#### Do this
Copy every line of the listing below word for word.

** start of Dataset excerpts **

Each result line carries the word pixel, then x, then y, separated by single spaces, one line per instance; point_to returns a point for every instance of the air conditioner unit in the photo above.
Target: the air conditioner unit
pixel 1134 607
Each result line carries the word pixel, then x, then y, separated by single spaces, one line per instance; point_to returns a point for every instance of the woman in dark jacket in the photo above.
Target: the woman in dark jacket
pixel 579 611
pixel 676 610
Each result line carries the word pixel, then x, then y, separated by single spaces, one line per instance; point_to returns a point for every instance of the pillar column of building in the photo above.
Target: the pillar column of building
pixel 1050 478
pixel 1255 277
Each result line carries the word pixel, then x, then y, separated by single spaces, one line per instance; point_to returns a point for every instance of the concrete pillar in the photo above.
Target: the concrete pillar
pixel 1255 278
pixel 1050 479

** end of Dataset excerpts **

#### Worked solution
Each result line carries the word pixel, then x, then y, separated by single spaces, one line per instance; point_to returns a point for every instance of the air conditioner unit in the photo above.
Target: the air conditioner unit
pixel 1134 607
Each result line carries the word pixel, then x, then y, separated by single spaces, one line per instance; point_to returns a point for every instance of the woman in dark jacket in the photo above.
Target: the woman in dark jacket
pixel 579 611
pixel 676 610
Each result line carries the word pixel, then x, then y, separated by single spaces, one line per instance; point_to returns a point for every instance of the pillar column of building in the photo above.
Target: the pillar column of building
pixel 1050 478
pixel 1255 277
Each result line carries the word pixel, then x, then y, separated by single spaces, one line per instance; point_to returns a point for every instance of the concrete pillar in the photo above.
Target: the concrete pillar
pixel 1255 278
pixel 1050 479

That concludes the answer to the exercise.